* **SECCIÓN DEL TEXTO**
>>>

Viernes de la cuarta semana de Pascua
Las llagas del Resucitado
La resurrección no es el final feliz de la pasión de Cristo. El anuncio pascual no borra u olvida la historia del crucificado. De hecho, el resucitado enseña sus llagas a los discípulos para que ellos lo reconozcan. Así decía el ángel en la mañana de pascua: el crucificado es el resucitado. La resurrección de Cristo, pues, recupera el verdadero sentido de la cruz: en ella no solo asistíamos al sufrimiento inexplicable de un hombre inocente, la cruz no es ya el signo escandaloso de la maldad cainita de esta criatura a la que llamamos hombre.
Puesto que el crucificado ha resucitado, la cruz se convierte en la prueba más clara del amor de Dios, el testimonio más elocuente de la magnanimidad de un Dios capaz de entregar a su propio Hijo por amor a sus criaturas rebeldes (cf. Rom 5:6-8). En virtud de la resurrección, la cruz no queda aparcada, sino integrada en el proyecto salvador de Dios. Por ello, la unión inseparable de la muerte y resurrección de Cristo nos enseña que no es posible una alegría sin entrega, ni Dios quiere un sufrimiento sin redención.

<<<

* **ENTRADAS EXTRAÍDAS**
>>>

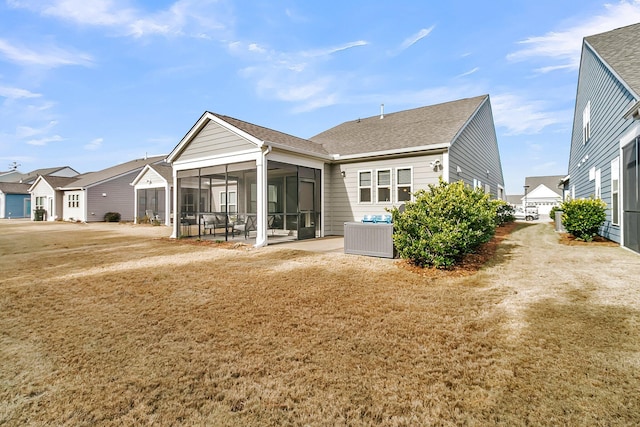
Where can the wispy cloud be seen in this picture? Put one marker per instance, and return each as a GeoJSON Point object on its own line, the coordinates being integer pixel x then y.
{"type": "Point", "coordinates": [468, 73]}
{"type": "Point", "coordinates": [295, 77]}
{"type": "Point", "coordinates": [45, 140]}
{"type": "Point", "coordinates": [518, 116]}
{"type": "Point", "coordinates": [94, 144]}
{"type": "Point", "coordinates": [563, 47]}
{"type": "Point", "coordinates": [17, 93]}
{"type": "Point", "coordinates": [410, 41]}
{"type": "Point", "coordinates": [49, 56]}
{"type": "Point", "coordinates": [195, 18]}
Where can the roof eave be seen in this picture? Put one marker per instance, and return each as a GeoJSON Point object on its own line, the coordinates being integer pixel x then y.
{"type": "Point", "coordinates": [422, 148]}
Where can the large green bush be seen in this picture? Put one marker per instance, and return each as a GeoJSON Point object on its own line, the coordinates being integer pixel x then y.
{"type": "Point", "coordinates": [583, 218]}
{"type": "Point", "coordinates": [443, 224]}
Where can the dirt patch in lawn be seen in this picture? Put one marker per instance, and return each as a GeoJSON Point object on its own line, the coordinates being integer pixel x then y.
{"type": "Point", "coordinates": [104, 324]}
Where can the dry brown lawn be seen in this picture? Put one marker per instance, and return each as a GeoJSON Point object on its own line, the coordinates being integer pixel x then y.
{"type": "Point", "coordinates": [110, 324]}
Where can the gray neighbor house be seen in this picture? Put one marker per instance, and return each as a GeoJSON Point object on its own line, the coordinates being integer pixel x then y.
{"type": "Point", "coordinates": [605, 143]}
{"type": "Point", "coordinates": [307, 188]}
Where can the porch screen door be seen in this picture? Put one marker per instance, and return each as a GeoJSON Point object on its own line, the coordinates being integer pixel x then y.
{"type": "Point", "coordinates": [631, 195]}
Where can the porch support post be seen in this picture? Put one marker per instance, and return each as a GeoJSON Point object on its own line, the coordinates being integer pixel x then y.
{"type": "Point", "coordinates": [261, 211]}
{"type": "Point", "coordinates": [176, 208]}
{"type": "Point", "coordinates": [168, 195]}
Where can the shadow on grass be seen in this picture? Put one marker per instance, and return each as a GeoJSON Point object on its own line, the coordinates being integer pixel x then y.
{"type": "Point", "coordinates": [578, 367]}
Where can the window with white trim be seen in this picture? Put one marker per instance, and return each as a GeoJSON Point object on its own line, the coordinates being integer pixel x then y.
{"type": "Point", "coordinates": [404, 184]}
{"type": "Point", "coordinates": [383, 185]}
{"type": "Point", "coordinates": [232, 201]}
{"type": "Point", "coordinates": [364, 186]}
{"type": "Point", "coordinates": [586, 123]}
{"type": "Point", "coordinates": [615, 191]}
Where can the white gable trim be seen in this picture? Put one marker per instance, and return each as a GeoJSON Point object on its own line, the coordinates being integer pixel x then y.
{"type": "Point", "coordinates": [200, 124]}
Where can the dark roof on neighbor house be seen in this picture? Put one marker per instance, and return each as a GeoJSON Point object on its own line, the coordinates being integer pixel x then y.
{"type": "Point", "coordinates": [551, 182]}
{"type": "Point", "coordinates": [14, 188]}
{"type": "Point", "coordinates": [59, 181]}
{"type": "Point", "coordinates": [431, 125]}
{"type": "Point", "coordinates": [270, 135]}
{"type": "Point", "coordinates": [164, 170]}
{"type": "Point", "coordinates": [620, 48]}
{"type": "Point", "coordinates": [92, 178]}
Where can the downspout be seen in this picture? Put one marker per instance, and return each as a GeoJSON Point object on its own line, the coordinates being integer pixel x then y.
{"type": "Point", "coordinates": [261, 238]}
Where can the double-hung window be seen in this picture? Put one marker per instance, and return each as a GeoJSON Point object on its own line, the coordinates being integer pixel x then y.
{"type": "Point", "coordinates": [364, 186]}
{"type": "Point", "coordinates": [383, 182]}
{"type": "Point", "coordinates": [231, 201]}
{"type": "Point", "coordinates": [615, 191]}
{"type": "Point", "coordinates": [586, 123]}
{"type": "Point", "coordinates": [404, 183]}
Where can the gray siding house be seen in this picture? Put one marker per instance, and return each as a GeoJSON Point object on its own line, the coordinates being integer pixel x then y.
{"type": "Point", "coordinates": [605, 142]}
{"type": "Point", "coordinates": [285, 185]}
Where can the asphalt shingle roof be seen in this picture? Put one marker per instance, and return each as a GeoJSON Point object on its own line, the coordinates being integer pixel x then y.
{"type": "Point", "coordinates": [91, 178]}
{"type": "Point", "coordinates": [620, 48]}
{"type": "Point", "coordinates": [550, 182]}
{"type": "Point", "coordinates": [431, 125]}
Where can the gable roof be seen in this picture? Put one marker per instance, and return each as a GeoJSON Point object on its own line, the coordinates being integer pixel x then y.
{"type": "Point", "coordinates": [14, 188]}
{"type": "Point", "coordinates": [551, 182]}
{"type": "Point", "coordinates": [620, 48]}
{"type": "Point", "coordinates": [423, 127]}
{"type": "Point", "coordinates": [92, 178]}
{"type": "Point", "coordinates": [273, 136]}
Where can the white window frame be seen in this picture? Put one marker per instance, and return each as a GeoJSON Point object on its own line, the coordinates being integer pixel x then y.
{"type": "Point", "coordinates": [389, 186]}
{"type": "Point", "coordinates": [615, 191]}
{"type": "Point", "coordinates": [399, 186]}
{"type": "Point", "coordinates": [369, 187]}
{"type": "Point", "coordinates": [233, 207]}
{"type": "Point", "coordinates": [586, 123]}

<<<

* **INSTRUCCIÓN DE TRABAJO 1**
Según el texto sobre las llagas del Resucitado, ¿por qué la cruz se convierte en la prueba más clara del amor de Dios? Responde en una a tres oraciones.
* **INSTRUCCIÓN DE TRABAJO 2**
En el texto sobre las llagas del Resucitado, ¿qué decía el ángel en la mañana de pascua?
* **INSTRUCCIÓN DE TRABAJO 3**
Prosigue el texto sobre las llagas del Resucitado a partir de su última oración.

* **RESPUESTA ESPERADA 1**
Porque el crucificado ha resucitado. Por eso la cruz pasa a ser la prueba más clara del amor de Dios y el testimonio más elocuente de la magnanimidad de un Dios capaz de entregar a su propio Hijo por amor a sus criaturas rebeldes.

* **RESPUESTA ESPERADA 2**
Que el crucificado es el resucitado.

* **RESPUESTA ESPERADA 3**
Ante la actual situación doliente de nuestro mundo, esta unidad pascual nos enseña que deberíamos aprovechar los padecimientos actuales como una ocasión óptima para entregarnos todo lo que podamos. Por otra parte, cuando la epidemia finalmente sea vencida, de ningún modo deberíamos volver a una vida ilusoria, despreocupada y superficial. Ojalá que las enseñanzas de esta época nos mejoren y la sociedad que venza al coronavirus sea una sociedad más generosa, solidaria y evangélica. Cristo resucitado nos lo recuerda: no hay alegría sin sacrificio, no hay sufrimiento sin redención.